[Source excerpt]
12 Things I’ve Learned Since Moving to Brooklyn

I don’t think I ever made the official announcement but as the title implies, I’ve taken the leap.

The leap across (insert name of correct river here because lets be real, I still don’t know which is what and which goes where) the river – or the subway.

There were a few reasons for this.

  1. I’m a single 20-Something in NYC and rent is really really not something I can afford.
  2. I like living by myself.  Drinking coffee in my underwear in the morning is just my thing.  Sorry future boyfriend, husband, whatever.
  3. I wanted a culture change, Midtown has NO personality so I decided to see what Brooklyn has to offer.
  4. More.  Room.  I live alone, I take up a lot of space that needs to be accurately accounted for.  (Yes, one person needs to have a couch and a chair – I don’t like being forced to sit anywhere.
  5. I heard a rumor that the cool kids lived in Brooklyn and since I’m def. a cool kid so, this was obviously where I had to go.

First, let me say that BROOKLYN and MANHATTAN are two different worlds…very different, confusing, and hard to manage worlds; everyone should set their expectations early when making the jump.

You’ll thank me.

1.  That subway stop that was 5 min away that you used to complain about is now 12.  In hindsight, not that big of a different, but in terms of catching the train that runs every 8 min so you’re not late to that weekly 9am meeting?  Yea, those few min count.  Alot.


2.  Train delays are the norm.  As annoying as it was in Manhattan, they don’t even tell you why in Brooklyn – plan on at least 3 a day.


3.  You walk more.  A lot more.  And if you’re wanting to build in your exercise into normal every day routines, than you’ve moved to the right place.  Be prepared to always have your walking shoes handy.

[Entries supplied]

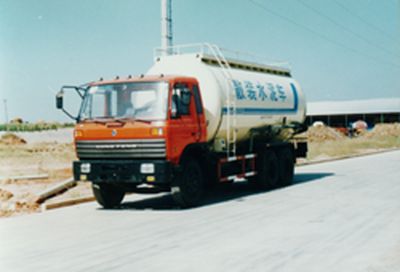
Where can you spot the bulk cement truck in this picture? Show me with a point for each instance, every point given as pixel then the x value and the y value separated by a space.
pixel 193 120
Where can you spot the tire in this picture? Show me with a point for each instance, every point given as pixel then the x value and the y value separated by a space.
pixel 286 167
pixel 108 196
pixel 188 186
pixel 268 171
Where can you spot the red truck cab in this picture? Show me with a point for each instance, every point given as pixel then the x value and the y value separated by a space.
pixel 131 135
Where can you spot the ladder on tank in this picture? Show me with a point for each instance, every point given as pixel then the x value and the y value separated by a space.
pixel 231 122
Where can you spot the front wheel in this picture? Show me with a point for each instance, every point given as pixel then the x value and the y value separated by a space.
pixel 286 167
pixel 107 195
pixel 188 186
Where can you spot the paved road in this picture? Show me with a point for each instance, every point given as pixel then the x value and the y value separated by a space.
pixel 339 216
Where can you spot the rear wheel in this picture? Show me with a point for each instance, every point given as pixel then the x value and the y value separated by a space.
pixel 268 170
pixel 107 195
pixel 188 187
pixel 286 167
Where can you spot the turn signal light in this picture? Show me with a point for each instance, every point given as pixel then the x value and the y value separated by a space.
pixel 157 131
pixel 78 133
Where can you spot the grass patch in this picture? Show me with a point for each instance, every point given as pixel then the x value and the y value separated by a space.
pixel 352 146
pixel 40 126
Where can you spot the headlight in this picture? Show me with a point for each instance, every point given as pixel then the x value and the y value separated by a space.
pixel 147 168
pixel 157 131
pixel 85 168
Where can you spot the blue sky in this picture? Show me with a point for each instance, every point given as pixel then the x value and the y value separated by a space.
pixel 338 49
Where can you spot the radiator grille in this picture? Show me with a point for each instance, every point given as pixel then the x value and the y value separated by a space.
pixel 121 149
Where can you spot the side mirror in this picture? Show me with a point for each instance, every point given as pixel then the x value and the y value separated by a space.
pixel 175 106
pixel 60 100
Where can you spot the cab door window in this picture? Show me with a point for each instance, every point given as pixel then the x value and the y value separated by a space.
pixel 181 98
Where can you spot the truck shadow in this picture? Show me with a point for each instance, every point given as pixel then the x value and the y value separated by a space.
pixel 221 193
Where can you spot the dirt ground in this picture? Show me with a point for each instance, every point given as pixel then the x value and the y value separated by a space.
pixel 27 154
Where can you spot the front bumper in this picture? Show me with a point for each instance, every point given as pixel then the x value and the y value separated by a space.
pixel 123 171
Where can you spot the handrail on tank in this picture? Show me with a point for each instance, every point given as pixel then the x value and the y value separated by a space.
pixel 205 48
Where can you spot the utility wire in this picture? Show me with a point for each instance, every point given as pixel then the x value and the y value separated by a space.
pixel 324 37
pixel 368 41
pixel 361 19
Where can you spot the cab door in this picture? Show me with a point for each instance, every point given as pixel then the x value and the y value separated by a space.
pixel 184 126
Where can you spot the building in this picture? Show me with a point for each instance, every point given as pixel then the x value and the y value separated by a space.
pixel 343 113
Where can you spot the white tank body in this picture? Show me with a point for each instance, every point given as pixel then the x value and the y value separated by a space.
pixel 263 95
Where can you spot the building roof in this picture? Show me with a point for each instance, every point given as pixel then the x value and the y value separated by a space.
pixel 367 106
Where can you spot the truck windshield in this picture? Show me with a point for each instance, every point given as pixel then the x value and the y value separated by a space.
pixel 137 100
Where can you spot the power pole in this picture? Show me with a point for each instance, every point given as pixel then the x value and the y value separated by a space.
pixel 5 110
pixel 166 27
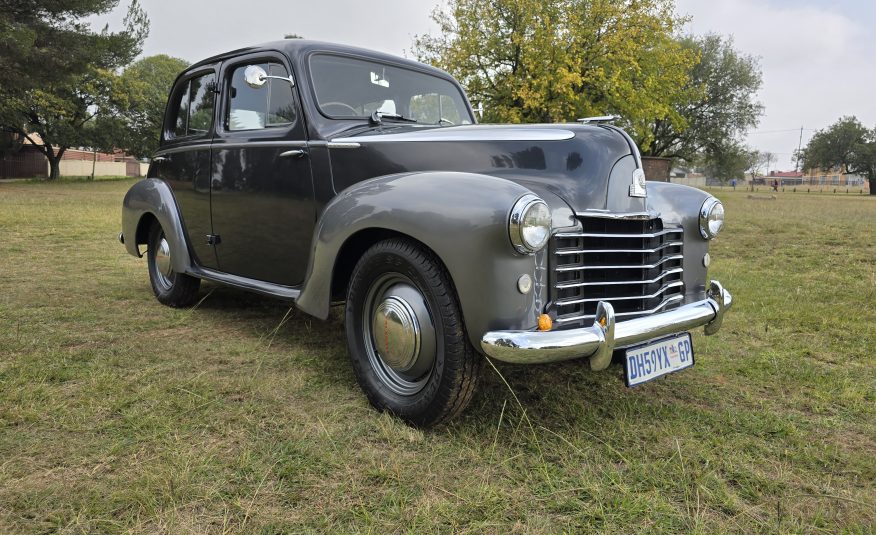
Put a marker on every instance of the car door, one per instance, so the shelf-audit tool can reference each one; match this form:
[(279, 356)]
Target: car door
[(184, 158), (262, 189)]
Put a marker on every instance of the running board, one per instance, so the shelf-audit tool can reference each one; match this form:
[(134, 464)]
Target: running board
[(251, 285)]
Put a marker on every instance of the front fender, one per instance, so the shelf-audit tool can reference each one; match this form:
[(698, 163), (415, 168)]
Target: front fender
[(154, 196), (461, 217)]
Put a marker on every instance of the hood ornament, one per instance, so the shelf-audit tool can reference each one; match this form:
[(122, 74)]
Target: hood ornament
[(599, 119), (637, 188)]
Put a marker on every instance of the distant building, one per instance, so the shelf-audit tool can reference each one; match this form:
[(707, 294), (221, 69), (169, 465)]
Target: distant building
[(832, 177), (23, 159)]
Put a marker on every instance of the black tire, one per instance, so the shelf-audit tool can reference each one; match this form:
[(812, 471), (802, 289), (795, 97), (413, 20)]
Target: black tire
[(436, 387), (170, 288)]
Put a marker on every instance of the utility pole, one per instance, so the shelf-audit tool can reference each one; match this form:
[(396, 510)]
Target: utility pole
[(799, 146)]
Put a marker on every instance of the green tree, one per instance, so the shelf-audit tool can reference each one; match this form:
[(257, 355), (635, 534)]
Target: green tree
[(846, 144), (716, 107), (140, 101), (730, 163), (535, 61), (56, 74)]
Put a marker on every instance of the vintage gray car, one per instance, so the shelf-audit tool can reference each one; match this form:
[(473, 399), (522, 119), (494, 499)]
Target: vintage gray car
[(322, 174)]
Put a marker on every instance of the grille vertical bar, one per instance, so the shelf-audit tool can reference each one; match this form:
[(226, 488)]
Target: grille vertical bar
[(636, 265)]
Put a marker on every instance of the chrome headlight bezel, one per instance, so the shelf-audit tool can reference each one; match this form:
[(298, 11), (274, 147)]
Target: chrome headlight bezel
[(712, 206), (517, 224)]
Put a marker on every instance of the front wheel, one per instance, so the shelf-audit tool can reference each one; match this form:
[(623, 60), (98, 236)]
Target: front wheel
[(170, 288), (405, 334)]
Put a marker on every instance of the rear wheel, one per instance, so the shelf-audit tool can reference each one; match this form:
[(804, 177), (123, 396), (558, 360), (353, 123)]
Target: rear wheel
[(170, 288), (405, 334)]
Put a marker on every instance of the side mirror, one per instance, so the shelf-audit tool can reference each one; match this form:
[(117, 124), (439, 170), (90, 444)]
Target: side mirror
[(256, 77), (480, 110)]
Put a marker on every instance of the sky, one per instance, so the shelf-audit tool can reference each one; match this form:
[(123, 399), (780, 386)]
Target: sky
[(818, 57)]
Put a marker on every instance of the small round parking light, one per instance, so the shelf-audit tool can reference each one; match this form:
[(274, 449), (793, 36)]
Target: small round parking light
[(524, 284)]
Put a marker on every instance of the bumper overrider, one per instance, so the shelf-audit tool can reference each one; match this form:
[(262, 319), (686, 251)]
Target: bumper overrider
[(605, 335)]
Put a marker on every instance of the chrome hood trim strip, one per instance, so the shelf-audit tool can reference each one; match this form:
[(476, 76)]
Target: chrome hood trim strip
[(467, 133)]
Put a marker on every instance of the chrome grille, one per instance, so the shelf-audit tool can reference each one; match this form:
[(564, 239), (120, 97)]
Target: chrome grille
[(636, 265)]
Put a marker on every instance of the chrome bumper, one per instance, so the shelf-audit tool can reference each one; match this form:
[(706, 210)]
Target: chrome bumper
[(600, 339)]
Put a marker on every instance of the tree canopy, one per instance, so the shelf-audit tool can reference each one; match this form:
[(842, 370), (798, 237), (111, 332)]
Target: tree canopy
[(144, 88), (717, 105), (846, 144), (535, 61), (57, 74)]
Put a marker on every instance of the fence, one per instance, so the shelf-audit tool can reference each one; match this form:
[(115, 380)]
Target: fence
[(803, 188)]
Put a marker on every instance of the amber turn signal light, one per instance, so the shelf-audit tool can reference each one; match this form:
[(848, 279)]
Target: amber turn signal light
[(545, 323)]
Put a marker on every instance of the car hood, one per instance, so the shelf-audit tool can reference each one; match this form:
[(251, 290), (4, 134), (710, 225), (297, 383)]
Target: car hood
[(573, 162)]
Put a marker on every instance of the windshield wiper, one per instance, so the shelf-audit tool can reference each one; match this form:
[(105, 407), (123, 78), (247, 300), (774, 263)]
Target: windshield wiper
[(378, 116)]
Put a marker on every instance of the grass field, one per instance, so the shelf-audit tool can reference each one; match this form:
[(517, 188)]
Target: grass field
[(120, 415)]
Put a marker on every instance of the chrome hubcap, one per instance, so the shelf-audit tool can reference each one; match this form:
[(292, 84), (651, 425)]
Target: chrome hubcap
[(399, 334), (162, 262), (396, 333)]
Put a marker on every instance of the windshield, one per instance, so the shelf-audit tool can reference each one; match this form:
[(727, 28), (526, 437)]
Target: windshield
[(354, 88)]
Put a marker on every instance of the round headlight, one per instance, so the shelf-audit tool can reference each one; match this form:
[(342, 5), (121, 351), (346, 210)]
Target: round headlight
[(711, 218), (530, 224)]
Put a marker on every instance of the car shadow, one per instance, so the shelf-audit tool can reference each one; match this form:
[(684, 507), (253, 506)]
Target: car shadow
[(559, 395)]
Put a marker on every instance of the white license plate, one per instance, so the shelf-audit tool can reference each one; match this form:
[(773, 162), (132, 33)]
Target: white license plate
[(654, 359)]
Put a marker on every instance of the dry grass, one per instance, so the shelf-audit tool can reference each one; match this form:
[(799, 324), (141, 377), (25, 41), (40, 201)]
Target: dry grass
[(120, 415)]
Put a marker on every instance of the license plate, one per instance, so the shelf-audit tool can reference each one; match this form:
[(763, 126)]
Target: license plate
[(646, 362)]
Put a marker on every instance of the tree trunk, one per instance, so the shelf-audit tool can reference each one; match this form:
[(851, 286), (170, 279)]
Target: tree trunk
[(54, 161), (54, 166)]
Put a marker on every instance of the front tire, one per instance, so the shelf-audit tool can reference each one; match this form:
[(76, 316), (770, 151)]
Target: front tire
[(406, 337), (170, 288)]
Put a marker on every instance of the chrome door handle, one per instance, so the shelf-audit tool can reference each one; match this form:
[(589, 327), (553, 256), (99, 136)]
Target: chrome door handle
[(294, 153)]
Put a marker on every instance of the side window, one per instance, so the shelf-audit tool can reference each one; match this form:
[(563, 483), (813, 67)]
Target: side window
[(272, 105), (182, 112), (194, 111)]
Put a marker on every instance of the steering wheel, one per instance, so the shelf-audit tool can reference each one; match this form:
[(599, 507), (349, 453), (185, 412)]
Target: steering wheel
[(339, 104)]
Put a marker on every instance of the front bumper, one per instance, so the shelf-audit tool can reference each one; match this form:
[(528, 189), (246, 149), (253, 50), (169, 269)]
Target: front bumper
[(605, 335)]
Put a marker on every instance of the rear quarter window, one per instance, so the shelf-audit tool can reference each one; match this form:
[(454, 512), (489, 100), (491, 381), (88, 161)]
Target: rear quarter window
[(192, 107)]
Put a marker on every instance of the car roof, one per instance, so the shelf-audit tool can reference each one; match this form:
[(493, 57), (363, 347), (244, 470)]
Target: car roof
[(297, 48)]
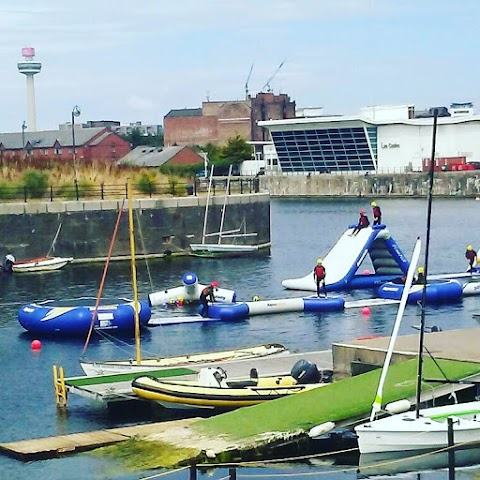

[Directions]
• 1. Can you reproduce the Brooklyn post between "5. I heard a" and "You’ll thank me.", inclusive?
• 2. What does the Brooklyn post say, summed up in two sentences?
The data comes from a separate source unrelated to the Brooklyn post.

[Responses to the exercise]
• 1.
5. I heard a rumor that the cool kids lived in Brooklyn and since I’m def. a cool kid so, this was obviously where I had to go.

First, let me say that BROOKLYN and MANHATTAN are two different worlds…very different, confusing, and hard to manage worlds; everyone should set their expectations early when making the jump.

You’ll thank me.

• 2. The writer has moved to Brooklyn because Manhattan rent is unaffordable, living alone is preferred, Midtown lacks personality, more room was needed, and the cool kids are rumored to live there. Brooklyn and Manhattan are described as very different worlds, and the first lessons are that the subway stop is farther away, train delays come daily without explanation, and you walk a lot more.